▶ **YOUR TASK**: Take the line that has "find | nissan logo emblem" in it and every line after it to the end of the entries, and reproduce them exactly.

▶ **GIVEN DATA**:
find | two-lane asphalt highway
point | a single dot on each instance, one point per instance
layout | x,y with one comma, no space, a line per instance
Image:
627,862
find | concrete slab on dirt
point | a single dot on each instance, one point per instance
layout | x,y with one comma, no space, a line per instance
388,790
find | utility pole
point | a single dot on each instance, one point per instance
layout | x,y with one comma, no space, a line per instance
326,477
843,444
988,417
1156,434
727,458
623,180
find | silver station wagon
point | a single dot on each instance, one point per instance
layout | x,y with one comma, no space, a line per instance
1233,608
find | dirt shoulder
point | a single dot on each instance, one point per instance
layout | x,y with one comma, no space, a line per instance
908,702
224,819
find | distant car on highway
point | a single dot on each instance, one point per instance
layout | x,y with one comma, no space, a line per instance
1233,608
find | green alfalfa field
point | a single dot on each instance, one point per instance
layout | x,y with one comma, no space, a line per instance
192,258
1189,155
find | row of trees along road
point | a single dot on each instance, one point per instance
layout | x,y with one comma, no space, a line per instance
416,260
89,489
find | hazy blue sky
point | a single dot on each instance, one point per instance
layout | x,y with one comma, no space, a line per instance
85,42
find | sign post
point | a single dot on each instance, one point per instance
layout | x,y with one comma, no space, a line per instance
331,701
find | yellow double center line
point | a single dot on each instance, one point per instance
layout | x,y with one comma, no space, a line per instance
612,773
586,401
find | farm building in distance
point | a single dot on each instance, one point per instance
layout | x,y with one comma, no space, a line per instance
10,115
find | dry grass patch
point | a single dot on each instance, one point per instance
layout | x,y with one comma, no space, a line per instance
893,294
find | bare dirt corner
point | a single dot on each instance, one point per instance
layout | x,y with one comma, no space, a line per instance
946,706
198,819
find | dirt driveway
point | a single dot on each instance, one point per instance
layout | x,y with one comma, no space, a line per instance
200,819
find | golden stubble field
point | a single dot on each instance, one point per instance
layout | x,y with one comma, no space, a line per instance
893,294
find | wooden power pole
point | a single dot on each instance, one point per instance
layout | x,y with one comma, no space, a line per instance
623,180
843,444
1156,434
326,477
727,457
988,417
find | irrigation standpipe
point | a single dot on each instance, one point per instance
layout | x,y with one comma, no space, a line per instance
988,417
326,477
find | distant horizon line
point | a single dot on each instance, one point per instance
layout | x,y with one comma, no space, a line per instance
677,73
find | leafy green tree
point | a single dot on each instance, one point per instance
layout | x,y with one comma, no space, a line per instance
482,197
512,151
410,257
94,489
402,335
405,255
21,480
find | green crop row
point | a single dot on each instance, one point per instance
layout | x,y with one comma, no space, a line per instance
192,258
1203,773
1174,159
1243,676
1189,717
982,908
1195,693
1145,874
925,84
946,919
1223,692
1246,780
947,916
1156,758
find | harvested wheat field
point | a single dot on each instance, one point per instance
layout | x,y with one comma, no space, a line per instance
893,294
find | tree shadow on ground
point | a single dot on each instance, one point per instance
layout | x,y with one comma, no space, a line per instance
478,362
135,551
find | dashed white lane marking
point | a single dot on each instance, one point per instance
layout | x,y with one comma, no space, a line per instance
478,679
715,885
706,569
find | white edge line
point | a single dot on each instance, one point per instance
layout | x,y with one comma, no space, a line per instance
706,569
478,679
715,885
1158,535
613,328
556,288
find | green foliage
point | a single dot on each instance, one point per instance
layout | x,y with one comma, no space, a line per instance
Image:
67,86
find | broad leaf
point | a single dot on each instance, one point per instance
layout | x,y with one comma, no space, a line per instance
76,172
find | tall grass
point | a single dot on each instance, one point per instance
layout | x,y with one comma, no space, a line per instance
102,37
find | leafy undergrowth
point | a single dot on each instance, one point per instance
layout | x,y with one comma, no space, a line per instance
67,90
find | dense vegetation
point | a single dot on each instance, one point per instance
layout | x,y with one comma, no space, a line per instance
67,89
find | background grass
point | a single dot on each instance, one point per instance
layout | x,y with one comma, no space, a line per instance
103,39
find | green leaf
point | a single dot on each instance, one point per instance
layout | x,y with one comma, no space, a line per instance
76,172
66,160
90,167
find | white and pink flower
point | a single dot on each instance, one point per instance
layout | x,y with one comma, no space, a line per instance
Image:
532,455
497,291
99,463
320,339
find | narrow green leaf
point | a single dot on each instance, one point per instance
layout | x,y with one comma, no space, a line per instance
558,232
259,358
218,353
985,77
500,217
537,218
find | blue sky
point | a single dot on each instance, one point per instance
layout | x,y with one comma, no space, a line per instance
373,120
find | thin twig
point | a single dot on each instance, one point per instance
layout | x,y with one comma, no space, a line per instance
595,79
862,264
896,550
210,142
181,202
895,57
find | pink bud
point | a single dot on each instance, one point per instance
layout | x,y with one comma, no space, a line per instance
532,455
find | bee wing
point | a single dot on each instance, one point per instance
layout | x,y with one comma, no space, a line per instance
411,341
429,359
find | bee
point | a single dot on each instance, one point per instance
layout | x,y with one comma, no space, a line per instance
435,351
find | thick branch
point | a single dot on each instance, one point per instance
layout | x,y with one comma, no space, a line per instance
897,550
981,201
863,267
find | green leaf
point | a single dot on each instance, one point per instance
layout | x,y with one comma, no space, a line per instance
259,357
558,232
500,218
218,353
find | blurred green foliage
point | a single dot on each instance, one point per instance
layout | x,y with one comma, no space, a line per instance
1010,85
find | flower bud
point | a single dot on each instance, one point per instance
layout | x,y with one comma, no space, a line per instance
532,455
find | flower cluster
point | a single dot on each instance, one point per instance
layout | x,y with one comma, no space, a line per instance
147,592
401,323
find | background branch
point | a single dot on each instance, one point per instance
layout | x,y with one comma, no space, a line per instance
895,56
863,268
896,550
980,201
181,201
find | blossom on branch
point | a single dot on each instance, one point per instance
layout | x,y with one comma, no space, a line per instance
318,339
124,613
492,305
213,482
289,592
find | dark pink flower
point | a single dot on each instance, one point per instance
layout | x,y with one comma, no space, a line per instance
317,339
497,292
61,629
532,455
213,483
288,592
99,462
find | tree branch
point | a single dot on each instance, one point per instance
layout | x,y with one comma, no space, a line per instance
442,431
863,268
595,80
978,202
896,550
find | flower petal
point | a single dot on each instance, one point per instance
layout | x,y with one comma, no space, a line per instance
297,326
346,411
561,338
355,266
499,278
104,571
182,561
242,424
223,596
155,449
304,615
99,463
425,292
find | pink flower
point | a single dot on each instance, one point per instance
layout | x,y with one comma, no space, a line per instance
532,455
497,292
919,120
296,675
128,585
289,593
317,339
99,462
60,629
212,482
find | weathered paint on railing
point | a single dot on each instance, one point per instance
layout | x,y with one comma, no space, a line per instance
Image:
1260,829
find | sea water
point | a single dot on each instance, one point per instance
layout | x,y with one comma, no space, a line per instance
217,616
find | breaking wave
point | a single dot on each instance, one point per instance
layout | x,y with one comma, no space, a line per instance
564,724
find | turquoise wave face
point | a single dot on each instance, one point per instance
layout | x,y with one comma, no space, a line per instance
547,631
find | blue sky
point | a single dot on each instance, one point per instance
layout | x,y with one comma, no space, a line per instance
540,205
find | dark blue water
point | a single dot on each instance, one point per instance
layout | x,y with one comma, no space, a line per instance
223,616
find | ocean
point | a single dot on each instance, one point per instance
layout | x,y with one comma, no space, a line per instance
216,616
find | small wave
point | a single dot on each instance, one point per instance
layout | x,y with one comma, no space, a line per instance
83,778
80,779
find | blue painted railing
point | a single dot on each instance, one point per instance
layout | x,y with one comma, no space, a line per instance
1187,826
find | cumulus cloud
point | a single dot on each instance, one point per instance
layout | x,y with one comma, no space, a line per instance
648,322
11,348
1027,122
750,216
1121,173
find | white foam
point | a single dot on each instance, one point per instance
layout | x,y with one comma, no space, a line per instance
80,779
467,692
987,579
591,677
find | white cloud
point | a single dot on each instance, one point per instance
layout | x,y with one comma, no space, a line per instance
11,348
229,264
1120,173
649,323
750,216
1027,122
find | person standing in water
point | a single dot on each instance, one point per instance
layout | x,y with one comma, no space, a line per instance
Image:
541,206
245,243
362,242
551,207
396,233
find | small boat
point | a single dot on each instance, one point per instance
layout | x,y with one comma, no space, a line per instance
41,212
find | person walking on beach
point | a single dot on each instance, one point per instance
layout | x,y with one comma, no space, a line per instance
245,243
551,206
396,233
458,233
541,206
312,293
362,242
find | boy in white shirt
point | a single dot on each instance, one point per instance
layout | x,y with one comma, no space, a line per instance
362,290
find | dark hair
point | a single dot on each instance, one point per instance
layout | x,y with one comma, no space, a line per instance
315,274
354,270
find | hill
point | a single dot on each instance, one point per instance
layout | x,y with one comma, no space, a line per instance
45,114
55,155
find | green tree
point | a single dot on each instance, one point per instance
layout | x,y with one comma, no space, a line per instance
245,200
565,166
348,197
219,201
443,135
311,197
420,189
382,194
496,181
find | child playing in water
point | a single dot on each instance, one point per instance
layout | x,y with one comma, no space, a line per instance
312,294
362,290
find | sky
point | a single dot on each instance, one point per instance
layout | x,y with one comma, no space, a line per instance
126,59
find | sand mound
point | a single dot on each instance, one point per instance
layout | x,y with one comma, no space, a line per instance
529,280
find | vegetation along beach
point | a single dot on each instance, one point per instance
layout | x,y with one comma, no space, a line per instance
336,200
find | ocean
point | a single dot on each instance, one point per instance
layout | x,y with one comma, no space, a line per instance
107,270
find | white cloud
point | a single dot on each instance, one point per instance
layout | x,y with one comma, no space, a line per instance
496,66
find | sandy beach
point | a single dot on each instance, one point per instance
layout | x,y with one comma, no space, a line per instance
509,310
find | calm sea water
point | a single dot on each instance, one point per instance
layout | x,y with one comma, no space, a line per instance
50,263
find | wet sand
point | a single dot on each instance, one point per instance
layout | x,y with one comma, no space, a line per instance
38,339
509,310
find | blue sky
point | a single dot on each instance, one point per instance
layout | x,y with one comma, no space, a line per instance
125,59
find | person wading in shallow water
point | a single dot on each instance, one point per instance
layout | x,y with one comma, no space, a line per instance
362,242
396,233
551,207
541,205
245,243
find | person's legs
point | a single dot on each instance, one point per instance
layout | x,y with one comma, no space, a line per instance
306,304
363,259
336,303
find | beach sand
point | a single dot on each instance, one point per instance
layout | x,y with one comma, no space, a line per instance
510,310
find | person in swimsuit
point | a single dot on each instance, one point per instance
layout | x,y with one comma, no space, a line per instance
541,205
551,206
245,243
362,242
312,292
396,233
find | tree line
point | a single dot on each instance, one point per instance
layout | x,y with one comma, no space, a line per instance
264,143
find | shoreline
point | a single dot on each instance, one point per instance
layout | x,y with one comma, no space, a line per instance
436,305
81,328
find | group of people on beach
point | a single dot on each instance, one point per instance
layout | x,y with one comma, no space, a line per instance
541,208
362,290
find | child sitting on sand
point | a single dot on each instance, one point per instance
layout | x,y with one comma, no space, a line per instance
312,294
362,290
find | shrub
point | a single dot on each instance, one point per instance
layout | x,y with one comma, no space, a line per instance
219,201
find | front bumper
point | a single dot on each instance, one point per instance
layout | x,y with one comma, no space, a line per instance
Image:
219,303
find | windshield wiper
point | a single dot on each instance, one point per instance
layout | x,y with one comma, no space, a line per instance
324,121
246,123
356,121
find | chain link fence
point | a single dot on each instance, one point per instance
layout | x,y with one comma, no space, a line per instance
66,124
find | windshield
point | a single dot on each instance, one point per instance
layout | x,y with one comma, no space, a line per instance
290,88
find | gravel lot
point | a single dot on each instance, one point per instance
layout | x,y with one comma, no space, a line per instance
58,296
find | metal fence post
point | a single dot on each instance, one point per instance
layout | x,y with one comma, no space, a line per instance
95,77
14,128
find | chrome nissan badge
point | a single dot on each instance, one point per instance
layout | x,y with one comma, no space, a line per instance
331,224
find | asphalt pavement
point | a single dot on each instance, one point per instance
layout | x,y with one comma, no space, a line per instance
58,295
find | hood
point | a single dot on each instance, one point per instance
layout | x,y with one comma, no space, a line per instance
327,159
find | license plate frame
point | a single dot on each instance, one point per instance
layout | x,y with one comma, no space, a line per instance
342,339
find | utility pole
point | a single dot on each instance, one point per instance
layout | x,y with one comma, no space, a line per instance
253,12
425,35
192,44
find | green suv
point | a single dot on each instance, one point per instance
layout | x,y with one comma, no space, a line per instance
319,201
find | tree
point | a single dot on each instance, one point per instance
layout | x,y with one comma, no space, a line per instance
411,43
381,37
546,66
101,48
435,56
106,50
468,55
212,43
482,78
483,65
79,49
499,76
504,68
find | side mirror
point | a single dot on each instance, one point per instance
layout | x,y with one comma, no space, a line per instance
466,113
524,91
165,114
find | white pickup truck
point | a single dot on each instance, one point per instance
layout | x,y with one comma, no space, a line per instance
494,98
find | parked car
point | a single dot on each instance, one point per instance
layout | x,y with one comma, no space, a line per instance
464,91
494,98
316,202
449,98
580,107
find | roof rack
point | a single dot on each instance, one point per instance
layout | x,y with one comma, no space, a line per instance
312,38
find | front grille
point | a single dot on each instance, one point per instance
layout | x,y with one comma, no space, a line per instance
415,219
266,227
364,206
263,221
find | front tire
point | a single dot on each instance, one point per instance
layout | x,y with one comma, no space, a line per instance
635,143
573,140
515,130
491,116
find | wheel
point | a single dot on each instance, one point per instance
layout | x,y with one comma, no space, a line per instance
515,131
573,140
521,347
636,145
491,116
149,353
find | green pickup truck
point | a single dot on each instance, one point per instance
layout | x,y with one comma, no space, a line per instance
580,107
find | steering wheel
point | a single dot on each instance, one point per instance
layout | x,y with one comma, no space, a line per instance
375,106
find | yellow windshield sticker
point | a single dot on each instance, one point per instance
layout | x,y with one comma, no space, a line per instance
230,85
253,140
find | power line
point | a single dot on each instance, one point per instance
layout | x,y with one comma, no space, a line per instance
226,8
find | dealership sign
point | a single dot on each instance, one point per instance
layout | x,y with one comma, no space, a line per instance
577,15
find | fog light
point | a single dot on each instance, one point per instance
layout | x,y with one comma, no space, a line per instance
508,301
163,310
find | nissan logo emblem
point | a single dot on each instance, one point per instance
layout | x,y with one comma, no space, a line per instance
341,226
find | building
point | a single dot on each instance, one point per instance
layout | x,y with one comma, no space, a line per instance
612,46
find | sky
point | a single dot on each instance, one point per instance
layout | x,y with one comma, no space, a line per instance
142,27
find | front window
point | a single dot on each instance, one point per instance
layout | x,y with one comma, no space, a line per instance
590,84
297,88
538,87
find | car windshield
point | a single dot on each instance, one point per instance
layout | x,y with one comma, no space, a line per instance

▶ **FINAL ANSWER**:
find | nissan logo emblem
point | a single dot on each instance, one point per instance
layout | x,y with one comma, no space, a line per instance
341,226
find | building
point | a single dot on each instance, one point per instance
layout | x,y with one comma, no space, a line per instance
612,46
find | sky
point | a single dot on each instance, one point per instance
layout | x,y with one comma, no space, a line per instance
142,27
find | front window
point | a single dot on each instance, one point per instance
layout | x,y with one comma, no space, a line per instance
590,84
297,88
538,87
find | car windshield
point | a single dot on each instance, one point per instance
layout | x,y with one comma, no space, a line per instance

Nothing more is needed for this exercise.